◆ **EXTRACTED TEXT**

Defining Intelligence (Part 2) – the Dreaded IQ test

Honestly, this has been one of the hardest posts to write because the abundance of hype, craze, scientific jargon and mathematical terms related to the subject of Intelligence Quotient (IQ).  So let’s take a more tongue-in-cheek look atthis otherwise really boring yet still controversial subject.

IQ is a score derived from one of the standardized tests designed to assess intelligence. There are at least 6 credible tests that are being used currently include Wechsler Adult Intelligence Scale, Wechsler Intelligence Scale for Children, Stanford-Binet, Woodcock-Johnson Tests of Cognitive Abilities, Kaufman Assessment Battery for Children, and Raven’s Progressive Matrices. So you can take all 6 and brag about the highest score on the “official test” at the next networking event! However, if you have 6 low scores, read on – I will show you how to “defeat” every IQ test elitist that talk about his/ her scores.

When modern IQ tests were constructed, the average score within an age group was set to 100 and the standard deviation (SD) or intervals set to 15. For example, 85-100 will be one interval; 100- 115 will be another.  Approximately 95% of the population scores between 70 and 130. Also, two-thirds of the populations have IQ scores within the range 85-115. These numbers practically mean nothing because every IQ test converts the raw scores into a standard bell curve!

Rising IQ?  The average IQ scores for much of the population have been rising at an average rate of three points per decade since the early 20th century, a phenomenon called the Flynn effect. It is disputed whether these changes in scores reflect real changes in intellectual abilities. In plain English, we know the IQ scores are going up; but we don’t know if it really means we are getting smarter! It does not help that on modern tests, the standard error of measurement is about 3 points. In other words, there is a 95% chance that the true IQ is in range from 4-5 points above OR below the test IQ. Here goes our Flynn effect!  To be fair, Flynn effect has prompted much new research in psychology and “demolish(ed) some long-cherished beliefs, and raise(d) a number of other interesting issues along the way” according to 1998 article in IQ and Human Intelligence.

IQ test may actually be based on an outdated methodology.  A 2006 article stated that contemporary psychological research often did not reflect substantial recent developments in psychometrics and “bears an uncanny resemblance to the psychometric state of the art as it existed in the 1950s.”

Is IQ score even an accurate measure? It may surprise you to know that scientists are divided on the issue of whether or not IQ tests are an accurate measure of intelligence. It is difficult to define exactly what constitutes intelligence; it may be the case that IQ scores represent ONLY a very specific type of intelligence.

Alfred Binet, a French psychologist who developed the first IQ test, did not believe that score can be used to measure intelligence. He stated in 1905 that IQ score  “does not permit the measure of intelligence, because intellectual qualities are not superposable, and therefore cannot be measured as linear surfaces are measured.”

Binet had designed the Binet-Simon scale in order to identify students who needed special help in coping with the school curriculum. He argued that with proper remedial education programs, most students regardless of background could catch up and perform quite well in school. He did not believe that intelligence was a measurable fixed entity. I can sincerely say that Binet was a scientist after my own heart or maybe it is the other way around.

◆ **DATASET EXTRACT**
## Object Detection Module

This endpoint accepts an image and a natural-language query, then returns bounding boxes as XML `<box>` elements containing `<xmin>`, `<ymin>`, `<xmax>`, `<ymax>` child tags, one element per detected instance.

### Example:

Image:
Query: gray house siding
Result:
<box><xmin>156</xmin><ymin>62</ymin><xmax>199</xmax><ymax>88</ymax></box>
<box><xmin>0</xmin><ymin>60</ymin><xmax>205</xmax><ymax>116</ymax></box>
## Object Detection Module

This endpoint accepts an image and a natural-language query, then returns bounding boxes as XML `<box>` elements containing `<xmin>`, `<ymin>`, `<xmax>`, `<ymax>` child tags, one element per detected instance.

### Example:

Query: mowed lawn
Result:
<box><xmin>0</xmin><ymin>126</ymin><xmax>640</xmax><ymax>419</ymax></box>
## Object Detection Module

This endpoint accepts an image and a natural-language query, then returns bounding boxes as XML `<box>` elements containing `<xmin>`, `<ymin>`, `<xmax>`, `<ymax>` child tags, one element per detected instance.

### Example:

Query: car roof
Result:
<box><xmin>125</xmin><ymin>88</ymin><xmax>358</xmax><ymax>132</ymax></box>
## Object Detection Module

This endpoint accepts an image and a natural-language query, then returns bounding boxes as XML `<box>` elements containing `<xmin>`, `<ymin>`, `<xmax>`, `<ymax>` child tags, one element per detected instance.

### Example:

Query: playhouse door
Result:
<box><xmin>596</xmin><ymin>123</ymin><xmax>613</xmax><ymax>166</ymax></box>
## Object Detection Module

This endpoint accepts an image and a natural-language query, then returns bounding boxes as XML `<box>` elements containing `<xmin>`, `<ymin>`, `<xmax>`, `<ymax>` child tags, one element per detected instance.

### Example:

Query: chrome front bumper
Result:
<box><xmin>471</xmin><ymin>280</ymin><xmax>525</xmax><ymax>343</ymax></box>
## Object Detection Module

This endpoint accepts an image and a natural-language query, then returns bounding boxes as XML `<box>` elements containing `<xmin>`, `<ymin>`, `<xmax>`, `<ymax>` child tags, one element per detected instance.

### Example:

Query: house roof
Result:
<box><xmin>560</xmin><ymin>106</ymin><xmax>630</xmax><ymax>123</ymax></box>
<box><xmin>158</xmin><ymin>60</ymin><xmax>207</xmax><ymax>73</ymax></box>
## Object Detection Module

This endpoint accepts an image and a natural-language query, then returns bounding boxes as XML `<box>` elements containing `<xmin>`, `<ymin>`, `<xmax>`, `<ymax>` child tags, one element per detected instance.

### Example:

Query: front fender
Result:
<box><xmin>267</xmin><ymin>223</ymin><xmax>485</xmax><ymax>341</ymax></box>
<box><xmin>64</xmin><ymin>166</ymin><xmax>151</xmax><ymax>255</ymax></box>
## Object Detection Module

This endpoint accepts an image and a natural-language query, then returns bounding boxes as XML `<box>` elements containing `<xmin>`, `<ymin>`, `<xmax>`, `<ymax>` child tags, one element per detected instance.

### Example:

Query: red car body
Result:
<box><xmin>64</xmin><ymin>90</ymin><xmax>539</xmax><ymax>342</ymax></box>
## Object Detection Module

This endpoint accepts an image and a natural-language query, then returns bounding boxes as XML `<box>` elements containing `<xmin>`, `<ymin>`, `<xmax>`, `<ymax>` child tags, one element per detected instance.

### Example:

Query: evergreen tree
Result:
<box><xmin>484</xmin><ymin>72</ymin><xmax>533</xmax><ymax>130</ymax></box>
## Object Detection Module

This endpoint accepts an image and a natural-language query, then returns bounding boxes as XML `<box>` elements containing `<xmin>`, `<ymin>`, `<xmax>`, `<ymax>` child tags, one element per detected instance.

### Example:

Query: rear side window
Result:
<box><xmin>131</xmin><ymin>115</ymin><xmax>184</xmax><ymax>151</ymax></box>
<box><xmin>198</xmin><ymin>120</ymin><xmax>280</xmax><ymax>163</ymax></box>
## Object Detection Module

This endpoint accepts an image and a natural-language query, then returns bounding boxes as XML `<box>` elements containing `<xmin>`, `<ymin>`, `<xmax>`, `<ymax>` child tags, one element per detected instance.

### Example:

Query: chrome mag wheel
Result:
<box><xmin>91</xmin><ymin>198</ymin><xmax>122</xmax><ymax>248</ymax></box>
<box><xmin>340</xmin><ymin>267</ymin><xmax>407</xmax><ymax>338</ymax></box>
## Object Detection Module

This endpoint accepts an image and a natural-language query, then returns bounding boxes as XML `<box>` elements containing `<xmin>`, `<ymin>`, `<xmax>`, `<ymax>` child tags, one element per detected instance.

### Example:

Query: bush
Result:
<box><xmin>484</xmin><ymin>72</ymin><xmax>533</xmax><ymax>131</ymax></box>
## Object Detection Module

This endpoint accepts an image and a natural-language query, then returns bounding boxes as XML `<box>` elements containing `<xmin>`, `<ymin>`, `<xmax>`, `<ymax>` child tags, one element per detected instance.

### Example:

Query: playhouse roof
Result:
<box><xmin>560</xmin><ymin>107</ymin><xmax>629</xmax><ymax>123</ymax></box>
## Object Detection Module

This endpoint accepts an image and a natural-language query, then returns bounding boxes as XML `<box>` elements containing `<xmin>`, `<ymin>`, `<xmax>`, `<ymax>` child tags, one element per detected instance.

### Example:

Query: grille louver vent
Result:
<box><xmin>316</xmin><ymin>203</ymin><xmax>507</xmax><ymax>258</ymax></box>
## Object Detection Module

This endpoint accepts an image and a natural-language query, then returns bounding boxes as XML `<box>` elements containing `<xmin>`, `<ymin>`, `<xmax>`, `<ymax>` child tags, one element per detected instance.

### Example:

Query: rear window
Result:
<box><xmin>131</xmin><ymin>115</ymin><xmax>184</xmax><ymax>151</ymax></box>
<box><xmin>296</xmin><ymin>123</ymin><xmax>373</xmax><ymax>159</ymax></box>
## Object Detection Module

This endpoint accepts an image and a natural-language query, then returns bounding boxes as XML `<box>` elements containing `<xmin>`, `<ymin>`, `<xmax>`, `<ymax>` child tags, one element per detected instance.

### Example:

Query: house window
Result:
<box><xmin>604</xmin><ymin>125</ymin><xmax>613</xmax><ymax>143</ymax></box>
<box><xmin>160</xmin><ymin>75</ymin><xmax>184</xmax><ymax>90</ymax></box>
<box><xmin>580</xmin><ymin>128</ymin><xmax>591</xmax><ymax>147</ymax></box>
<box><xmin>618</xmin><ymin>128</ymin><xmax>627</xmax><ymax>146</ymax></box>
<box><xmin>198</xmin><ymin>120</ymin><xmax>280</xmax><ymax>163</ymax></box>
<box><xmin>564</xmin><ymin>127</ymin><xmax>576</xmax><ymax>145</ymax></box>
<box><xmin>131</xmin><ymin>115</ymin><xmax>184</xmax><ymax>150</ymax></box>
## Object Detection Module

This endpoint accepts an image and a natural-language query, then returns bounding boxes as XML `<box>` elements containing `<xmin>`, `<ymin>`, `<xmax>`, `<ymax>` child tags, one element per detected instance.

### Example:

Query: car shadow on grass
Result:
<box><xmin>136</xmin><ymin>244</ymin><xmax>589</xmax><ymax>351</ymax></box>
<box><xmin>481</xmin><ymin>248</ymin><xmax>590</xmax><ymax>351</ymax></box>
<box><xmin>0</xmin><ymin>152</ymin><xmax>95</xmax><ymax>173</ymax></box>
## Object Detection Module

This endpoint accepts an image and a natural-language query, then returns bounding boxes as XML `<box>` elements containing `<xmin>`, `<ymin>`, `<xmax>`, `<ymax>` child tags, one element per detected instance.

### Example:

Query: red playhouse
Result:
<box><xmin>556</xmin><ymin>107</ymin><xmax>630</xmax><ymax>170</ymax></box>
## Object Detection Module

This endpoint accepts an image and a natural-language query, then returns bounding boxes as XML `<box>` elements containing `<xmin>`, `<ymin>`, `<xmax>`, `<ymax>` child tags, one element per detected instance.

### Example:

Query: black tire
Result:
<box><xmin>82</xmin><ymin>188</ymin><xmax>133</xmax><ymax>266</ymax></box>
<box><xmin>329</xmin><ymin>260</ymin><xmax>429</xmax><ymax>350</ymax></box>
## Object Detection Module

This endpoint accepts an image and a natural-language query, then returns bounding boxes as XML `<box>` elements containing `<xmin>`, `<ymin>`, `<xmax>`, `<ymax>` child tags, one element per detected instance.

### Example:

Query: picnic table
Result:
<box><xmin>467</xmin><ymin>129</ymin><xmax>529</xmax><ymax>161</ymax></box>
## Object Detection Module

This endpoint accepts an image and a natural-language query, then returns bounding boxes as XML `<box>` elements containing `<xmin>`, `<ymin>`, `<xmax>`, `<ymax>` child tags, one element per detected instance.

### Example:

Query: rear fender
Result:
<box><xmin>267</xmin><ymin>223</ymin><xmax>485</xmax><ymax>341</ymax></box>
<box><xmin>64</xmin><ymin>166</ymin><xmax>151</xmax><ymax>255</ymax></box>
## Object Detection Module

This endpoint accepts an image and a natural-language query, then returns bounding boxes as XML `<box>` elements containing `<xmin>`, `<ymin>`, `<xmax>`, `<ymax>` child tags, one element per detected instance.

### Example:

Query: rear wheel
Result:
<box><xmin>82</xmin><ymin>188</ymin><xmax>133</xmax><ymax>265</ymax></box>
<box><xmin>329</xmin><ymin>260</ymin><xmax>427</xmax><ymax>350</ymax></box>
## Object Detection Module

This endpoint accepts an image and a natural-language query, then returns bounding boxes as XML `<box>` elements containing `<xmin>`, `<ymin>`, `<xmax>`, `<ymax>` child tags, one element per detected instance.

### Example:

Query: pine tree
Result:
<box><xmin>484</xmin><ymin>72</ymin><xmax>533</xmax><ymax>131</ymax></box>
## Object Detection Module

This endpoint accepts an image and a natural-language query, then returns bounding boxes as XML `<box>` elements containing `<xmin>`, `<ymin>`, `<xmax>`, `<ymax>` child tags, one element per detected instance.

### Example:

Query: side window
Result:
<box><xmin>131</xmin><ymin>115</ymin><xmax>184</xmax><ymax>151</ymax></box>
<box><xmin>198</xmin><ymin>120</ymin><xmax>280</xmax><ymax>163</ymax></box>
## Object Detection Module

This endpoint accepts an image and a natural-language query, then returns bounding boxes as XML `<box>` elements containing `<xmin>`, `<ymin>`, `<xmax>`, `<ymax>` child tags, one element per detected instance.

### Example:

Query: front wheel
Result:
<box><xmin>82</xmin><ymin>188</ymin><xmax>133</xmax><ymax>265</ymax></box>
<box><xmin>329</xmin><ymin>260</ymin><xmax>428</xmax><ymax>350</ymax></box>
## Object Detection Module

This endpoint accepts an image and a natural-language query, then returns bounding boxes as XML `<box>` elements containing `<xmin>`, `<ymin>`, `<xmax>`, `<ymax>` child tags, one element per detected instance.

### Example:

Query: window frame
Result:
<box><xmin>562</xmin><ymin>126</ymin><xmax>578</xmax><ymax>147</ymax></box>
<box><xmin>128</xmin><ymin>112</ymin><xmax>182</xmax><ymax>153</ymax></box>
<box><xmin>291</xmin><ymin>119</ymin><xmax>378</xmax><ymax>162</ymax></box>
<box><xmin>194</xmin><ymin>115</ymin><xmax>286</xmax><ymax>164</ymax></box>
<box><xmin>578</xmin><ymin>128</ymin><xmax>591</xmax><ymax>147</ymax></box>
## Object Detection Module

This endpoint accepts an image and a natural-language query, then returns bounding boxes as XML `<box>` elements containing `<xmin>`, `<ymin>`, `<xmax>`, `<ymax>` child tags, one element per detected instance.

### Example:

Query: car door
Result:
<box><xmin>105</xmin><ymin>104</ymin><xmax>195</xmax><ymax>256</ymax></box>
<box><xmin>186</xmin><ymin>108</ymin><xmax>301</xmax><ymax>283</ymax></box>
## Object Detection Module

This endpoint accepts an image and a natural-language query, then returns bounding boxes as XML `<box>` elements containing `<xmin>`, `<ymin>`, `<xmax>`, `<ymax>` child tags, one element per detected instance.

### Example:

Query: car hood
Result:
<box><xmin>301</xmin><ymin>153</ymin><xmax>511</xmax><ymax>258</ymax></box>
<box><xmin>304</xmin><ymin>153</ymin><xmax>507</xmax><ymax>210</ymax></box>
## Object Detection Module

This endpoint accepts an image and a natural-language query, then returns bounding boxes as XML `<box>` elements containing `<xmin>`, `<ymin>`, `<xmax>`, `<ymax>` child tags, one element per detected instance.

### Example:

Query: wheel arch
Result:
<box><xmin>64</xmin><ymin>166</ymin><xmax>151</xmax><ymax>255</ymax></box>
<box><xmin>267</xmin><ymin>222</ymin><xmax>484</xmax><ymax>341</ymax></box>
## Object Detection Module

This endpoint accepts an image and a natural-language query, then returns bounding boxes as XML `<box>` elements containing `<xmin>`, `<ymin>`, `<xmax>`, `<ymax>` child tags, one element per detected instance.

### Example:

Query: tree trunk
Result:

◆ **GIVEN INSTRUCTION**
Repeat word for word the passage of the IQ test post above between "Alfred Binet, a" and "other way around.", inclusive.

◆ **OUTPUT FOR THIS TASK**
Alfred Binet, a French psychologist who developed the first IQ test, did not believe that score can be used to measure intelligence. He stated in 1905 that IQ score  “does not permit the measure of intelligence, because intellectual qualities are not superposable, and therefore cannot be measured as linear surfaces are measured.”

Binet had designed the Binet-Simon scale in order to identify students who needed special help in coping with the school curriculum. He argued that with proper remedial education programs, most students regardless of background could catch up and perform quite well in school. He did not believe that intelligence was a measurable fixed entity. I can sincerely say that Binet was a scientist after my own heart or maybe it is the other way around.